--- START ---

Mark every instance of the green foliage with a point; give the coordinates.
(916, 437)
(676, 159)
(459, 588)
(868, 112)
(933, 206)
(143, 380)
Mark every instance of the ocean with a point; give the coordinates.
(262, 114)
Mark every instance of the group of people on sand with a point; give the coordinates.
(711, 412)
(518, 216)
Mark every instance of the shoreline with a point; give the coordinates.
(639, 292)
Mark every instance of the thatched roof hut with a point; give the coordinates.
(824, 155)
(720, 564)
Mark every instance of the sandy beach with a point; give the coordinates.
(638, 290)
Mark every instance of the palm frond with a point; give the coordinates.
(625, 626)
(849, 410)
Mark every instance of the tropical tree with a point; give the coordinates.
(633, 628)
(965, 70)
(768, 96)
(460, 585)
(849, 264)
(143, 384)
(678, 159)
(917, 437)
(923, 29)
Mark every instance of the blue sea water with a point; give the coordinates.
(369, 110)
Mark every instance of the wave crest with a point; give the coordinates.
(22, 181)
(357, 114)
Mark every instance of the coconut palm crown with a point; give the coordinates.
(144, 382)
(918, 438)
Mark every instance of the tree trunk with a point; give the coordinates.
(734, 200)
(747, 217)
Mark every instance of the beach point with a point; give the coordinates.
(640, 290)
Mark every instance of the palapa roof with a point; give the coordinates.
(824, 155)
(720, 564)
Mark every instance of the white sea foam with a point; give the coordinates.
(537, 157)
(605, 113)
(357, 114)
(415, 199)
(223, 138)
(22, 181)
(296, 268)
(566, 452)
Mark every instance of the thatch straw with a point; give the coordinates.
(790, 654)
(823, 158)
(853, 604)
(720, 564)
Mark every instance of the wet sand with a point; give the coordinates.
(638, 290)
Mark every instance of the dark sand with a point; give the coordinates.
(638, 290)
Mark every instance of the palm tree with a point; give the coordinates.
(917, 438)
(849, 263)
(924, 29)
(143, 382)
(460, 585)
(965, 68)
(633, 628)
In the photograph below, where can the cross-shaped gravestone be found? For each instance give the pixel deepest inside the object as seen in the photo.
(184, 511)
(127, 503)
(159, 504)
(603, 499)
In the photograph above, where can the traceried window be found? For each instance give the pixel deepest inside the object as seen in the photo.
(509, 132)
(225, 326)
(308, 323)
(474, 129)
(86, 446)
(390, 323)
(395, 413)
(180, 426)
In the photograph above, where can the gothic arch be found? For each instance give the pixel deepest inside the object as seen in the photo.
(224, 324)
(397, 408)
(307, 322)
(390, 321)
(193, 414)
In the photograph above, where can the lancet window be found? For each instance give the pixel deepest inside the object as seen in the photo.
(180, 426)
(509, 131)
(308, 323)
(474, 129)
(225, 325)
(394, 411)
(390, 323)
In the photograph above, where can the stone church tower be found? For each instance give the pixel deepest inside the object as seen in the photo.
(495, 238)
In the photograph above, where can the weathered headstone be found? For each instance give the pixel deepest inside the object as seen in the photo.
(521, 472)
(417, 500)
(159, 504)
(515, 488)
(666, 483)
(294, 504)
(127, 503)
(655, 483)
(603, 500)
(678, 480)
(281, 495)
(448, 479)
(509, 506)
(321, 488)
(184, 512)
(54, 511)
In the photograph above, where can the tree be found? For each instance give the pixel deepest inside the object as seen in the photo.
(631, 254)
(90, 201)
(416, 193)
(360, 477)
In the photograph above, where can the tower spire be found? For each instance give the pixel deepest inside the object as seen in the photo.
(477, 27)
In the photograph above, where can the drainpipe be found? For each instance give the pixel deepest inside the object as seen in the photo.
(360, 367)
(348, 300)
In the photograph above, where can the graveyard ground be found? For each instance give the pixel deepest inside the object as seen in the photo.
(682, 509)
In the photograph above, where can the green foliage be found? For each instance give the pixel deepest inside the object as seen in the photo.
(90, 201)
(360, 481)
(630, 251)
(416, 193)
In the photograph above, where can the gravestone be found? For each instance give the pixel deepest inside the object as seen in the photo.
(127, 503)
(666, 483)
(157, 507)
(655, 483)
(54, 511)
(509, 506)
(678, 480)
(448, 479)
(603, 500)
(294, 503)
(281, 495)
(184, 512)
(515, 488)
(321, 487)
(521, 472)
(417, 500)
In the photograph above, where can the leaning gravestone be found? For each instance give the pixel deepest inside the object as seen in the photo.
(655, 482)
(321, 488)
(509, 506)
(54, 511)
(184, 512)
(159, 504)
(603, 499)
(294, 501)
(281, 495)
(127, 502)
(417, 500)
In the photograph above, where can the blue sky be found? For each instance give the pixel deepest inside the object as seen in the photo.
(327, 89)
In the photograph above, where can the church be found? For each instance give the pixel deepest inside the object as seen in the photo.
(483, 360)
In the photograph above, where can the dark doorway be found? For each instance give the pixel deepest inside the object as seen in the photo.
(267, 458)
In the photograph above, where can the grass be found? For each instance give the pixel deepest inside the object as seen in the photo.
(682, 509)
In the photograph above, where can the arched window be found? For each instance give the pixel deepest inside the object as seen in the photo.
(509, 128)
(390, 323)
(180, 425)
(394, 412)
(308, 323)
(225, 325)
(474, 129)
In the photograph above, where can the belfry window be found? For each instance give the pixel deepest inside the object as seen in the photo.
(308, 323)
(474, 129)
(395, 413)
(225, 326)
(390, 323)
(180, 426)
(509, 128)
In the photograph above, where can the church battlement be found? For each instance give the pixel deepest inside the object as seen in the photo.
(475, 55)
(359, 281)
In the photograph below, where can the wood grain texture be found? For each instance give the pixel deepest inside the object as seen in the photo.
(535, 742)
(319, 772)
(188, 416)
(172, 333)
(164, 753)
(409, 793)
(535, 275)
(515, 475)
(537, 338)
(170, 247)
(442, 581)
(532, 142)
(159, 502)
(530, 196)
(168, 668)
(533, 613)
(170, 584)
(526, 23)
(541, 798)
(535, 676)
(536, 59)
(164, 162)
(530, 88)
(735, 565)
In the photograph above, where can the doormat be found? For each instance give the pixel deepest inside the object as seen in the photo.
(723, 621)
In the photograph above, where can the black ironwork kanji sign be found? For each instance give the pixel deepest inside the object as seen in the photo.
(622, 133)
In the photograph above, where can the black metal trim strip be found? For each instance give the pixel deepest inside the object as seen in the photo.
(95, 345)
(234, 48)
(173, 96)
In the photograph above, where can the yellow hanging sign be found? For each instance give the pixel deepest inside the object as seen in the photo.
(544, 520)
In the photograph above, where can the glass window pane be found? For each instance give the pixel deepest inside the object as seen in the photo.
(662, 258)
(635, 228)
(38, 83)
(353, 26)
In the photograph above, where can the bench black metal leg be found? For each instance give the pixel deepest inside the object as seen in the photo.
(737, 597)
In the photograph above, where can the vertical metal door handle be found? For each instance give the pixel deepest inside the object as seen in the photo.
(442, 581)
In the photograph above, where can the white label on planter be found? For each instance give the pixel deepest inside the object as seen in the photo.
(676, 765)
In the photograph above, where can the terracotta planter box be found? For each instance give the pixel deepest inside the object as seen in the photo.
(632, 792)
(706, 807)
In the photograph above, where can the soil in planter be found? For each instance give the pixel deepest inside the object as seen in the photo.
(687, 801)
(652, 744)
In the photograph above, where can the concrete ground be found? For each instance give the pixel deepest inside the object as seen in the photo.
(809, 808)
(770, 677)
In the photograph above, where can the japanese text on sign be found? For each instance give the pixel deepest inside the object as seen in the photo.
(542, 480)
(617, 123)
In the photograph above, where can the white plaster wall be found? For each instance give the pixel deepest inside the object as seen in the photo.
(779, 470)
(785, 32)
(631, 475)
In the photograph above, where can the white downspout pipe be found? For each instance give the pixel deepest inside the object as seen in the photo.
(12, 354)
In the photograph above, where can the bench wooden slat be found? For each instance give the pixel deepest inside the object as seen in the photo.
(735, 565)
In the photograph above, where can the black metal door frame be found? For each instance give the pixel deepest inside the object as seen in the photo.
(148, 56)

--- END ---

Your answer should be the lines from the one containing "In the photograph above, where can the concrete" through the end of the records, both included, output exactly and with nothing added.

In the photograph above, where can the concrete ground be found? For each instance give the pixel deepest inside the object as seen in the photo.
(809, 808)
(770, 677)
In the photograph above, where can the japanese text on sign be found? For each instance give the pixel deepest inside the object as seen in the photo.
(542, 480)
(617, 123)
In the photograph above, where can the white plaster wall be found? For each instance give the pixel deepest inside the object as seen in the photo.
(779, 470)
(785, 32)
(631, 475)
In the photograph above, where can the white downspout pipe be found? For each instance give the pixel deepest inside the object as seen in the photo.
(12, 354)
In the photograph above, where can the bench wooden slat be found? For each instance give the pixel deepest inside the object as seen in the photo.
(735, 565)
In the photograph above, where can the black metal door frame be found? For each instance give the pixel deepest inside the object as seen in the photo.
(148, 56)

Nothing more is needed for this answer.